Collection entries

╭──

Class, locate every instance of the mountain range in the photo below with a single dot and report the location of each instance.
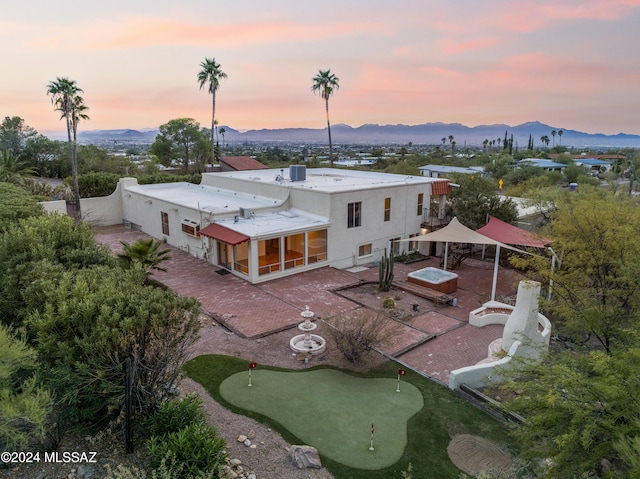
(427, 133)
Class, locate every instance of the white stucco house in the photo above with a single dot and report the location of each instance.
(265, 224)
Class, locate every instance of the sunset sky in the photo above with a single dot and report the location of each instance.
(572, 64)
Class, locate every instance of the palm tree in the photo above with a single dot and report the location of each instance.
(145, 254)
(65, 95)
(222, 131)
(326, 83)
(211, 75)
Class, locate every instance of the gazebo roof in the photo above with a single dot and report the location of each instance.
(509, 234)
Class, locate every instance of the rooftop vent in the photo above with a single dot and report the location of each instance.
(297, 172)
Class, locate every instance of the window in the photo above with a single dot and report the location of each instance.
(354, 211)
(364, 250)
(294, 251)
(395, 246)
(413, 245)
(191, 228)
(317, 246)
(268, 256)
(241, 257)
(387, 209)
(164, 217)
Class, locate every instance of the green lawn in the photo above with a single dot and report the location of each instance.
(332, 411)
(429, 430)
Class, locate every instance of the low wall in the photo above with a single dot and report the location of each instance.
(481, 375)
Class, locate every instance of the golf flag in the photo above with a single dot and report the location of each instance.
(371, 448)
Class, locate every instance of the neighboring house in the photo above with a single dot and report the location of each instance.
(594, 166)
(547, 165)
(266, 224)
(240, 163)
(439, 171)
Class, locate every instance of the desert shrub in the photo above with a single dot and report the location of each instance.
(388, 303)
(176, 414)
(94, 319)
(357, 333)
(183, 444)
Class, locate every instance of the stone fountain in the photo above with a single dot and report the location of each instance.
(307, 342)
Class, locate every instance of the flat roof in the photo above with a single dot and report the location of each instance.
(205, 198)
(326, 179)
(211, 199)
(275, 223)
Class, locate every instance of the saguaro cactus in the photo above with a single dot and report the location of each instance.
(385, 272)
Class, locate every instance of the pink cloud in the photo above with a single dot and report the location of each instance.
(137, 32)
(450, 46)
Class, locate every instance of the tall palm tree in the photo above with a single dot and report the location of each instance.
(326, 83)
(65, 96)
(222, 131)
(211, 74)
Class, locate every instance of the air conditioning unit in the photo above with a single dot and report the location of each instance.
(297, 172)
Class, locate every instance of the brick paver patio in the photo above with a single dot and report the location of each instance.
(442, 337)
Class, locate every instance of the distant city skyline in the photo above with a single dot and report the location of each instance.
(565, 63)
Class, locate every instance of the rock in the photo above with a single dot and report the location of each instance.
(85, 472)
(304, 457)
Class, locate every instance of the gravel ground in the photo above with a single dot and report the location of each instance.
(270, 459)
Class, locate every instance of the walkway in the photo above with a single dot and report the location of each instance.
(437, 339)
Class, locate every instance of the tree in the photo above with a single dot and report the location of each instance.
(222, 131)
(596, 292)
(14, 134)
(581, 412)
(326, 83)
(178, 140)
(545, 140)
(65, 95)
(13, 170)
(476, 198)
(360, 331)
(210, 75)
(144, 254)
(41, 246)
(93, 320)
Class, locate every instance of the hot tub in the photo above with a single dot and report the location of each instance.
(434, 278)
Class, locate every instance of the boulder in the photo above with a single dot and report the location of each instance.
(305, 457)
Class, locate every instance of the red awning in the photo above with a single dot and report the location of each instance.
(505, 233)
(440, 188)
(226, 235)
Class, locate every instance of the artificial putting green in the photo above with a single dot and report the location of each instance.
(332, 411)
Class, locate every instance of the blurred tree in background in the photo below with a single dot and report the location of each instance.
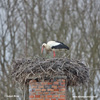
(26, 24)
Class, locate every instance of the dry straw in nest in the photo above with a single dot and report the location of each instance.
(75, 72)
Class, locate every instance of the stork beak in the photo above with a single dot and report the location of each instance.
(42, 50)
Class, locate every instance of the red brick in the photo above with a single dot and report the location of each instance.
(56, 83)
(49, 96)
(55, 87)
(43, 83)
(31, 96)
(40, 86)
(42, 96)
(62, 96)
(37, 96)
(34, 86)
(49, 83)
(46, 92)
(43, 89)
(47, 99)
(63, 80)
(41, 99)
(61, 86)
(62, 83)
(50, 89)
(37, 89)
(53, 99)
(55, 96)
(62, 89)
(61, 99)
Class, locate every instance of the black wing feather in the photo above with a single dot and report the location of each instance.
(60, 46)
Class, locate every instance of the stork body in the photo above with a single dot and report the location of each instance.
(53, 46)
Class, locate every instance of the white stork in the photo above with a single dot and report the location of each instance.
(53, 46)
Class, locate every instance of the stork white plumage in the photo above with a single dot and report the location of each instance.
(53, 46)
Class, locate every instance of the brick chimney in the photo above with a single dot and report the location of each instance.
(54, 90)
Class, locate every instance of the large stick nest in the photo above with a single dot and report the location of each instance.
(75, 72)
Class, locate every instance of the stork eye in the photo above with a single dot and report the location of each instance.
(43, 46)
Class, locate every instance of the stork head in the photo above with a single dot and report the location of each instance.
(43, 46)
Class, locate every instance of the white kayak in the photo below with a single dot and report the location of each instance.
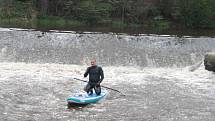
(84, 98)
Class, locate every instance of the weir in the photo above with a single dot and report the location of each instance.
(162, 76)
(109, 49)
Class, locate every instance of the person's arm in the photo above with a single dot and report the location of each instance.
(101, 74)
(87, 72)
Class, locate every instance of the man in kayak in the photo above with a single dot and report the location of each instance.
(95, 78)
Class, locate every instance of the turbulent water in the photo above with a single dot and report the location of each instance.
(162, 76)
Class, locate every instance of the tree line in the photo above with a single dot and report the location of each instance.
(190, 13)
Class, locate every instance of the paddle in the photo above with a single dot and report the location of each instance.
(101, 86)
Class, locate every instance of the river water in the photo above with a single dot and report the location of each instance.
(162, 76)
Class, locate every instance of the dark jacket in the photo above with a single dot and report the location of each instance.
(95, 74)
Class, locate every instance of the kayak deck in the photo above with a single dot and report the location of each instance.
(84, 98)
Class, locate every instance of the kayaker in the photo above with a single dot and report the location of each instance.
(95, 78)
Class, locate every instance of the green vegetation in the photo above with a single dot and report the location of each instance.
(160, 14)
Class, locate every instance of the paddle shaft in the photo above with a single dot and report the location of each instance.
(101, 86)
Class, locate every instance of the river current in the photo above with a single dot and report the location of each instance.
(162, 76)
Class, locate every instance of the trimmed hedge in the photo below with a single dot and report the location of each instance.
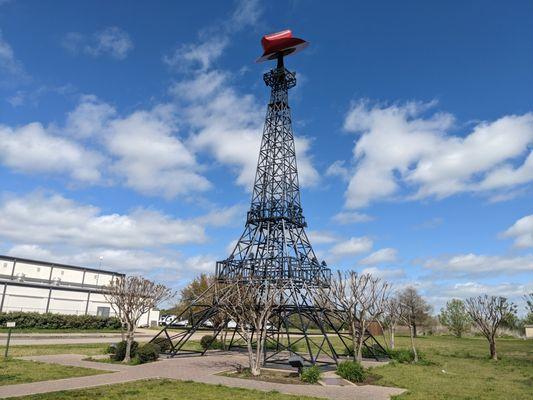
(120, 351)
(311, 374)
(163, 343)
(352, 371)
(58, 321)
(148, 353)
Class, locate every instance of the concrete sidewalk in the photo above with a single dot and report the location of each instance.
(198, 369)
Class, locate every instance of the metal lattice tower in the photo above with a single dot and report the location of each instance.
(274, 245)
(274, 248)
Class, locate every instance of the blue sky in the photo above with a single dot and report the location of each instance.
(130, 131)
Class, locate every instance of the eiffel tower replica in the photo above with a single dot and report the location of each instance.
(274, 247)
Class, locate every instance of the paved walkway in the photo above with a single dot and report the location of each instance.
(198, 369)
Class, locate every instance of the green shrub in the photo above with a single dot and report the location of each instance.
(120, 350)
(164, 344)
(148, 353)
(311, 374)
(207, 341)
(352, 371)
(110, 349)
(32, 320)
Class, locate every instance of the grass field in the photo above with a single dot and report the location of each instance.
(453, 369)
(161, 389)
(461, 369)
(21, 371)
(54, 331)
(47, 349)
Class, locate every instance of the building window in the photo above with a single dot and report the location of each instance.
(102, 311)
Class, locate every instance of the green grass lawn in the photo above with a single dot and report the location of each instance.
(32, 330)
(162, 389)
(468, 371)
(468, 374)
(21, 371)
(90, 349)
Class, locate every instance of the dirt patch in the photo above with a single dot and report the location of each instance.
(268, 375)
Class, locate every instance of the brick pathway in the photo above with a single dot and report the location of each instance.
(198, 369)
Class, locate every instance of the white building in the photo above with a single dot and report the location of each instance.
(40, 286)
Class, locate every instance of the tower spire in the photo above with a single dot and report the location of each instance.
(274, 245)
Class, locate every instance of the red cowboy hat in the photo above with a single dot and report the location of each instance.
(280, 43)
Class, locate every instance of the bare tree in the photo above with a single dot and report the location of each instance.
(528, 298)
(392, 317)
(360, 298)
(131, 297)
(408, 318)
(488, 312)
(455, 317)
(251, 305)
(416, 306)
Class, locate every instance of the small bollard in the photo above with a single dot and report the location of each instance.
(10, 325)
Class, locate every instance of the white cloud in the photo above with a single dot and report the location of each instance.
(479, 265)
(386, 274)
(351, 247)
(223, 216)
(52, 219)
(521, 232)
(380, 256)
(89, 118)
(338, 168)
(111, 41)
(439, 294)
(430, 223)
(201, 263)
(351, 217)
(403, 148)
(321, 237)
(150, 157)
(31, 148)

╰──

**What you will do**. Starting at the line that contains "Class, locate every instance of the dirt", quote each remaining line of the entries above, unchanged.

**Response below**.
Class, locate every instance of the dirt patch in the photo above with a single dot and report the location of each instance.
(268, 375)
Class, locate every instance of the brick pathway in the photo above with a single dot and report the location of each instance.
(198, 369)
Class, locate every instance of the white building in the photo above with a single dot and report the location of each instance.
(40, 286)
Class, locate every instance of the tower spire in the photo above with a single dot and report the location of each instance.
(274, 245)
Class, locate every instance of the red cowboy hat in the photo above with a single dot and report the location of each instance.
(280, 43)
Class, locate every instance of the bare tree in the photo above with a single dot and report the location of each instance.
(528, 298)
(392, 317)
(360, 298)
(131, 297)
(408, 318)
(488, 312)
(455, 317)
(251, 305)
(416, 306)
Class, locate every instance of the small bollard in the photo above with a single dot and report the location of each instance.
(10, 325)
Class, locate every instance of the white cloud in the photo above with a single dot and report the location of each instance.
(479, 265)
(386, 274)
(351, 247)
(223, 216)
(52, 219)
(521, 232)
(380, 256)
(89, 118)
(338, 168)
(111, 41)
(439, 294)
(430, 223)
(201, 263)
(351, 217)
(403, 148)
(321, 237)
(150, 157)
(31, 148)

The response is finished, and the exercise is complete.